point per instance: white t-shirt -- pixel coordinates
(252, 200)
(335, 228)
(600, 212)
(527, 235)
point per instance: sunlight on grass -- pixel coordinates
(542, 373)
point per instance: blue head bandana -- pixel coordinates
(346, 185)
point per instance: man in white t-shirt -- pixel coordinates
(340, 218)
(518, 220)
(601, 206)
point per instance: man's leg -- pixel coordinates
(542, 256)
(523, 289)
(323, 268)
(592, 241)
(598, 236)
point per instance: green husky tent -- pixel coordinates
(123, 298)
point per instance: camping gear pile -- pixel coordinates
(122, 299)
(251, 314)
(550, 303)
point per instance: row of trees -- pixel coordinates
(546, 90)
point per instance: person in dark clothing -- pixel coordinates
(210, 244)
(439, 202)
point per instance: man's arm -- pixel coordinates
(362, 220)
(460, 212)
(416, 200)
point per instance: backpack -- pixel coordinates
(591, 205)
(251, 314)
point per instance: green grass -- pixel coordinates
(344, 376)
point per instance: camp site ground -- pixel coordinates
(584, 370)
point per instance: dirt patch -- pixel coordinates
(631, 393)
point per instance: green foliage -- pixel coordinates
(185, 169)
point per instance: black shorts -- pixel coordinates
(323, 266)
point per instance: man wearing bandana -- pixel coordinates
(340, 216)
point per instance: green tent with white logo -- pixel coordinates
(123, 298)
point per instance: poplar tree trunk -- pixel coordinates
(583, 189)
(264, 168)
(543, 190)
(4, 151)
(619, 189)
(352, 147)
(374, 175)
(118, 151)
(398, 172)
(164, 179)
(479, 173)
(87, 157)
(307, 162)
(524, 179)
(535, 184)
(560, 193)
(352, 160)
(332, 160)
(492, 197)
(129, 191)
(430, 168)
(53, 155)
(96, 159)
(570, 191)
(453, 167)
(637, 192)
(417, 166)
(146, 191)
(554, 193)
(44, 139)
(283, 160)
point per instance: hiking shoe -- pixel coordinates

Job - Please copy every item above word for word, with no changes.

Written solution -
point per instance: white t-shirt -- pixel coordinates
(252, 200)
(335, 228)
(600, 212)
(527, 235)
point per instance: sunlight on grass -- pixel coordinates
(542, 373)
point per instance: blue head bandana -- pixel coordinates
(346, 185)
point per instance: man in white t-shirt -- pixel coordinates
(340, 218)
(518, 220)
(601, 206)
point per instance: man's leg -- pixel coordinates
(542, 256)
(523, 289)
(323, 268)
(592, 241)
(598, 236)
point per instance: green husky tent -- pixel coordinates
(123, 298)
point per instance: camping gear pile -- pixel coordinates
(122, 299)
(251, 314)
(550, 303)
point per instance: row of trees -- pixel coordinates
(546, 90)
point per instance: person in dark clothing -- pixel coordinates
(210, 244)
(439, 202)
point per instance: man's arm -- pixel coordinates
(362, 220)
(460, 212)
(416, 200)
point per instance: backpack -- pixel coordinates
(591, 205)
(251, 314)
point per instance: green grass -- pixel coordinates
(344, 376)
point per instance: camp site ground -- pixel coordinates
(584, 370)
point per instance: dirt patch -- pixel coordinates
(631, 393)
point per instance: green foliage -- pixel coordinates
(185, 169)
point per instance: black shorts -- pixel coordinates
(323, 266)
point per instance: man wearing bandana -- pixel coordinates
(340, 216)
point per instance: green tent with white logo -- pixel coordinates
(123, 298)
point per instance: poplar tree trunk -- pixel coordinates
(583, 189)
(264, 168)
(543, 190)
(4, 151)
(619, 189)
(352, 147)
(374, 175)
(118, 151)
(398, 172)
(164, 179)
(479, 173)
(87, 157)
(307, 162)
(524, 179)
(535, 184)
(560, 193)
(352, 160)
(332, 160)
(492, 197)
(129, 191)
(430, 168)
(53, 155)
(96, 159)
(570, 191)
(453, 167)
(637, 192)
(417, 166)
(146, 191)
(554, 193)
(44, 139)
(283, 160)
point per instance: hiking shoe -- pixel coordinates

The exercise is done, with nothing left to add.